● **EXCERPT TO READ**:

□ □ □ □ □ □ □

Pursuant to Section 13 OR 15(d) of the Securities Exchange Act of 1934

Date of Report (date of earliest event reported):  July 22, 2016

POWIN CORPORATION
(Exact name of registrant as specified in its charter)

Nevada
000-54015
87-0455378
State or other jurisdiction
of incorporation
Commission
File Number
IRS Employer 
Identification

 
20550 SW 115th Ave. Tualatin, OR
97062
(Address of principal executive offices)
(Zip Code)
 
Registrant's telephone number, including area code:   (503) 598-6659
 
 
(Former name or former address, if changed since last report)
 
Check the appropriate box below if the Form 8-K filing is intended to simultaneously satisfy the filing obligation of the registrant under any of the following provisions:

Written communications pursuant to Rule 425 under the Securities Act (17 CFR 230.425)

Soliciting material pursuant to Rule 14a-12 under the Exchange Act (17 CFR 240.14a-12)

Pre-commencement communications pursuant to Rule 14d-2(b) under the Exchange Act (17 CFR 240.14d-2(b))

Pre-commencement communications pursuant to Rule 13e-4(c) under the Exchange Act (17 CFR 240.13e-4(c))

 
 


 
Section 1- Registrant’s Business and Operations

Item 1.02 Termination of a Material Definitive Agreement
 
Effective August 2, 2016, the Company and Joseph Lu elected to cancel and terminate the Transfer Agreement dated July 22, 2016 which was disclosed in the Company’s report on Form 8-K filed July 28, 2016.

□ □ □ □ □ □ □

● **SET PROBLEM 1**: Pick out every line of the entries that contains the string "shirt", and copy each one. Case counts.
The Powin Corporation filing and the entries that follow it are unrelated to each other.

● **RECORD EXTRACTS**:
□ □ □ □ □ □ □

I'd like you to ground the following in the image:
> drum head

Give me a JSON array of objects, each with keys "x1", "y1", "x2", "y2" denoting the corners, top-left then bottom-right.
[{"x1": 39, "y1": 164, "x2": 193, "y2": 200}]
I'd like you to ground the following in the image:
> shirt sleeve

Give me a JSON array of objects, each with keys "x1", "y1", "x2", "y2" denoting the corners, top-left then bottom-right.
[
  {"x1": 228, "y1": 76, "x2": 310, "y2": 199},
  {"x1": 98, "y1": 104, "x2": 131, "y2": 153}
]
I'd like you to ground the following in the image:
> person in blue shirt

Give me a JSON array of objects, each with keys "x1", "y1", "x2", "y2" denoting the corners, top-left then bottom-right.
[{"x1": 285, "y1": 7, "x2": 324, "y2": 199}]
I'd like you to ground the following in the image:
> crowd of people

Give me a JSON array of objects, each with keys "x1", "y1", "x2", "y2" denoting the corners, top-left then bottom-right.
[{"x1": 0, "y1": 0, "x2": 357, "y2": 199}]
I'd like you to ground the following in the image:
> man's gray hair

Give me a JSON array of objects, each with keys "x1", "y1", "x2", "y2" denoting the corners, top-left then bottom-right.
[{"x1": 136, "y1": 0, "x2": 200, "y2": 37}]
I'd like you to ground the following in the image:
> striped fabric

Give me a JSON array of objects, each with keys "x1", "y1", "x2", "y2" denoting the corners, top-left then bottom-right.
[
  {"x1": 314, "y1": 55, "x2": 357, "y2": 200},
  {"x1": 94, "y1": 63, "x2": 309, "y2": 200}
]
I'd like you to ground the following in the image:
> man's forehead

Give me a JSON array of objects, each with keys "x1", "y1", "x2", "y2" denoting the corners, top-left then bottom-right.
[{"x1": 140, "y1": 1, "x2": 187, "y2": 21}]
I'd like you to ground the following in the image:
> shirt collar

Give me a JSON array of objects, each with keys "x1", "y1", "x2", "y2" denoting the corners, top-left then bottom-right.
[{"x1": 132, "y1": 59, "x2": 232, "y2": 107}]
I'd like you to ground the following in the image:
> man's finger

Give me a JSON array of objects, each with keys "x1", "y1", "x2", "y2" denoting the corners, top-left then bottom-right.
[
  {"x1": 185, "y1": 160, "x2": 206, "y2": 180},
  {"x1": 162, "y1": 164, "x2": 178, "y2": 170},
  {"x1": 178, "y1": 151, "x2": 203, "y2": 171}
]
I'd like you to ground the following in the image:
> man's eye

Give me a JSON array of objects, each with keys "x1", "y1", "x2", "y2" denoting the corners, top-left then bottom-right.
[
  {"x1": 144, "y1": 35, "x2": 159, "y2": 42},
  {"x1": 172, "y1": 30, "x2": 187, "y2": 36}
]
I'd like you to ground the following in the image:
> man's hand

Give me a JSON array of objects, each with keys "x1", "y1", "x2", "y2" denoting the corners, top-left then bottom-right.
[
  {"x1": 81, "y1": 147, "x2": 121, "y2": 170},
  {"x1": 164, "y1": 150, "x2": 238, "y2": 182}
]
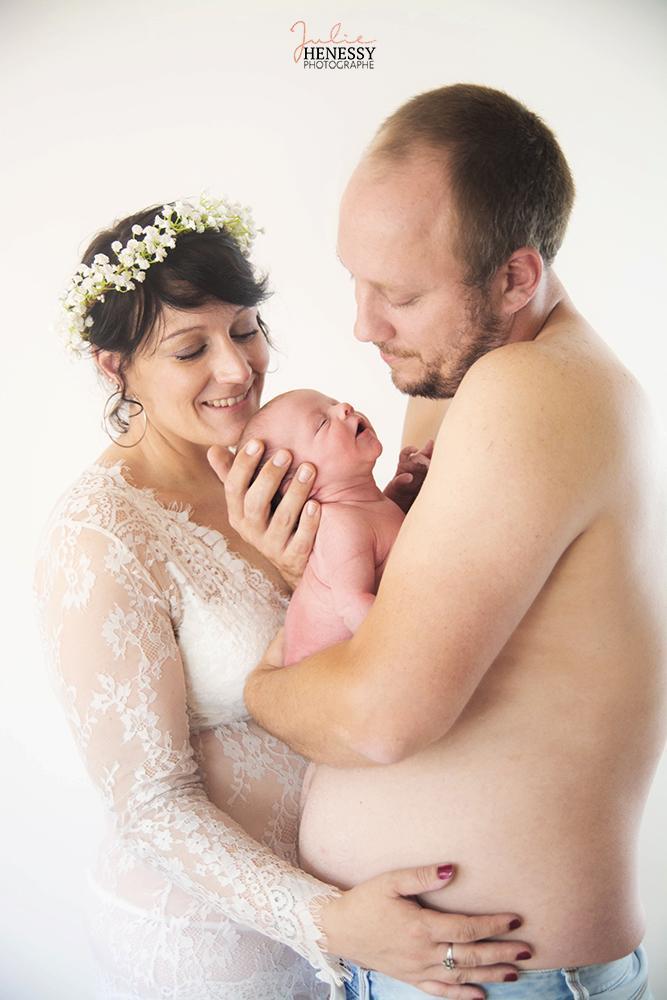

□ □ □ □ □ □ □

● **SET PROBLEM 2**: In the Powin Corporation filing, on what date did the termination of the Transfer Agreement between the Company and Joseph Lu take effect?

● **CORRECT RESULT 1**:
> shirt sleeve
> person in blue shirt
> shirt collar

● **CORRECT RESULT 2**: August 2, 2016.